Your objective:
Copy every entry word for word. Skip the pictures.

(Saved data entries)
□ □ □ □

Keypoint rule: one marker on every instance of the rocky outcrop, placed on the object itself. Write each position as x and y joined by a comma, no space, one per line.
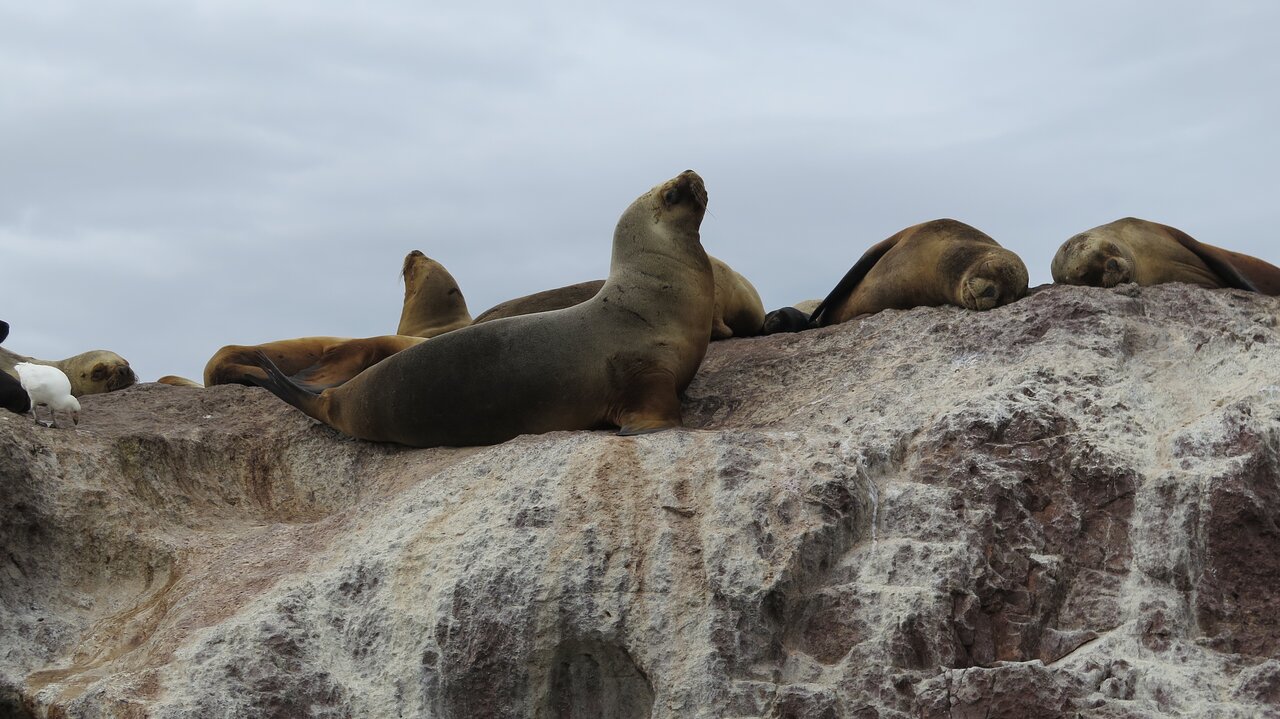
1063,507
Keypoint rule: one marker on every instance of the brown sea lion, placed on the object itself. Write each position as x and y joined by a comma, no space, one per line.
739,311
315,361
174,380
926,265
433,306
1144,252
91,372
621,358
543,301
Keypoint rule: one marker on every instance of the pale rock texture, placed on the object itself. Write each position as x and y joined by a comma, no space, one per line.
1065,507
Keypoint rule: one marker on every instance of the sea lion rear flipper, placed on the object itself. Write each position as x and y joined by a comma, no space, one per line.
650,403
1217,260
853,276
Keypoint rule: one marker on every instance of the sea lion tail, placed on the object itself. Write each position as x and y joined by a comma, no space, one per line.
280,385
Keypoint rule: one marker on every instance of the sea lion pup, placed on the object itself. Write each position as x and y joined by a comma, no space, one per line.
1146,252
433,302
739,311
91,372
621,358
926,265
790,319
785,320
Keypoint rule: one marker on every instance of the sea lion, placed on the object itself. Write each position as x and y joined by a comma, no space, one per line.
808,306
174,380
433,302
91,372
1146,252
316,361
936,262
543,301
739,311
785,320
433,306
790,319
621,358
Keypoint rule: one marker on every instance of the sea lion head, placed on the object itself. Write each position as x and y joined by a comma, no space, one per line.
433,302
996,278
679,202
785,320
1091,260
97,371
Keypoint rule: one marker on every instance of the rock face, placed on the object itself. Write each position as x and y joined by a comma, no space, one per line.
1063,507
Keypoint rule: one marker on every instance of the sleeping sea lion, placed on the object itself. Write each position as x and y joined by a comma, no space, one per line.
433,306
1146,252
91,372
926,265
739,311
621,358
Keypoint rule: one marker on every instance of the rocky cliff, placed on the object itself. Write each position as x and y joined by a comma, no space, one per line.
1063,507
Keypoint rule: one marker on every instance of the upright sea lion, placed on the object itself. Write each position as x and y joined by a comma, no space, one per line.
621,358
1146,252
433,302
91,372
543,301
433,306
926,265
739,311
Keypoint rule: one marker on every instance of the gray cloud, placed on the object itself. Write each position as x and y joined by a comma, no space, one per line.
188,174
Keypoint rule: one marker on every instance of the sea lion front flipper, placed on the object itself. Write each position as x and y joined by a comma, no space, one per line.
649,403
1217,260
853,276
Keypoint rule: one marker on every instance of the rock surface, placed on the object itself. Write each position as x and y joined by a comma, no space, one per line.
1063,507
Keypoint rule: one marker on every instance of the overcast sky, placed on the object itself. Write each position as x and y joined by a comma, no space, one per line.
178,175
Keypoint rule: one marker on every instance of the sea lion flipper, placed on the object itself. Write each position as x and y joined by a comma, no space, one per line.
1216,259
853,276
650,404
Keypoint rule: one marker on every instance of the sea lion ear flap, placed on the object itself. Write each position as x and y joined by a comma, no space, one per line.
1217,260
853,278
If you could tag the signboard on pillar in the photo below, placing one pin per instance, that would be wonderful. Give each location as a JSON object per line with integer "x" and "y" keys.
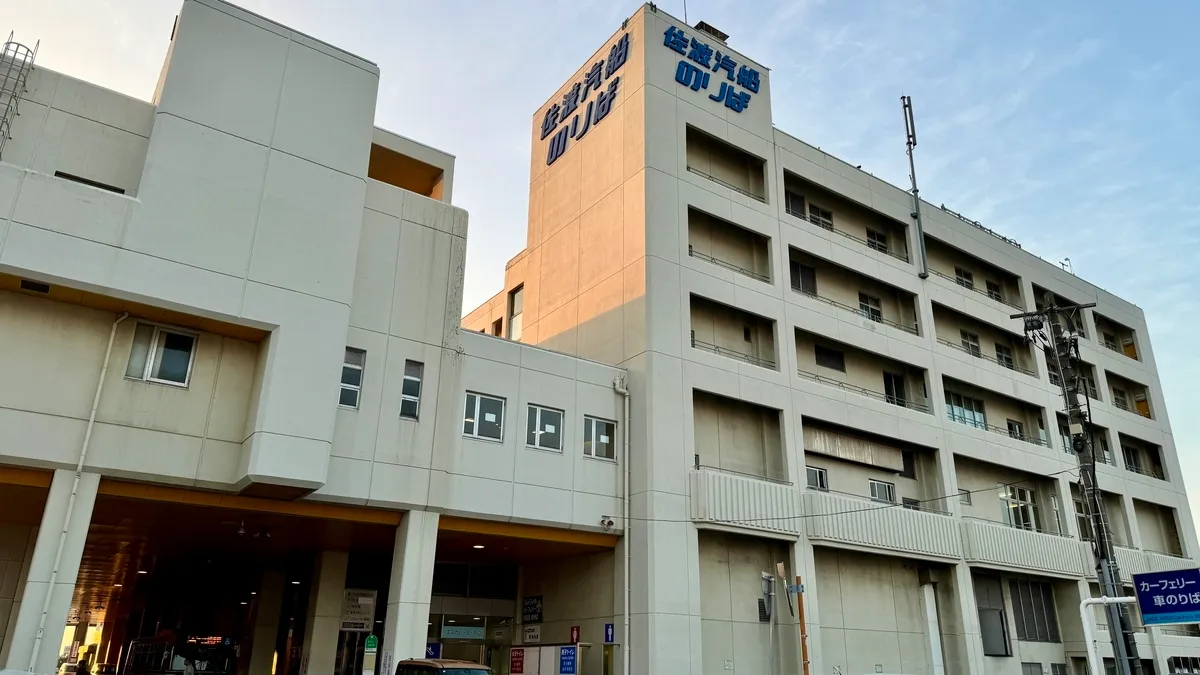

□ □ □ □

Solution to this task:
Keypoint rule: one marker on every instance of the rocky outcrop, placed on the object itself. Write each position as x and y joined by a comma, no space, one per line.
1063,507
Keypoint rule: one marker on every instance of the brown sea lion, placed on the object itself. Write each position as x and y joined by a comma, no space, one per line.
739,311
315,361
174,380
926,265
433,306
1144,252
91,372
621,358
543,301
Keypoint rule: one marker on every instance of the pale rock texture, placed on the object itself. Write each position as x and y joined by a comma, no space, one per line.
1065,507
Keypoint rule: one marker on every instance of the sea lion rear flipper, placed on the object itself. Write each position as x and y joined by a comma, no space, one per line.
650,403
1217,260
853,276
Keypoint rule: one marker on every instance of the sea lion tail, placed on the object itself. Write each position as x and y joined by a comma, no space, one per line.
280,385
Keypoint rule: one marker on every instance of the sea lion pup, placed on the object itself. Write each position as x and y joined by a comma, no space, one per line.
1146,252
433,302
739,311
91,372
621,358
926,265
790,319
785,320
Keypoint rule: one marker on every instance of the sea lion, placed on the object itself. Write each position as x and y joined by a comma, no space, one per line.
808,306
174,380
433,302
91,372
1146,252
316,361
936,262
543,301
739,311
785,320
433,306
790,319
621,358
Keypoint rule: one marker on every instance of the sea lion head, placed on the object itself. Write each position as x and y joined by a comma, no space, one per line.
433,302
996,278
679,202
785,320
1091,260
97,371
Keypoint rule: one marker on every instance of the rock face, placed on the object itself. Write each position as x and y joined by a comma, no space, one per line.
1063,507
Keypoint rule: one marker on every instance of the sleeping sea lion, placed on the object itself. Write each position as x and y joined by a comma, no space, one per line.
433,306
1146,252
91,372
926,265
739,311
621,358
Keypoint rule: one marker on every instance of the rocky cliff, placed on the object itself. Write each position as x and y joined by a comma, no space, one per line.
1063,507
Keypoint rule: one marker on every instance of the upright sea lion, placed on the object itself. Write each position as x and y joined by a comma, no space, one per line.
621,358
1146,252
433,302
91,372
543,301
433,306
926,265
739,311
Keypoint rule: one marker on every instance of the gray cloud, placed on the object itself. Write each position as x and y joined by a comma, no space, one per line.
188,174
Keypoint rule: one marker on every instance of the sea lion front flipper, placed on the object itself. Write each position as x and y joined by a comma, no space, one per line.
649,403
1217,260
853,276
Keypoint rule: one marker on every instance of the rock surface, placed on the object itself. Write each position as x and y joined by a comma, no space, one per line.
1063,507
Keypoint rule: one marker on every instance of the overcast sky, placed on the object itself. Write each position as x and y joined by a comma, no space, one per line.
178,175
Keypoint rule: one marker on every instance of the sea lion flipper, placed on the object itself. Write each position as x and y joined by a comma, no space, one per line.
1216,259
853,276
650,404
Keypoint rule: one marker on every instance of the sea lion ear flap, placed on the object itself. Write each position as x and y joined by a comma, no space, one per line.
1217,260
853,278
If you could tag the signboard on pillar in the photo below, placing one pin per instance, that would be wonderful. Give each location as a JSON object per line with integer "x" and "y" keys.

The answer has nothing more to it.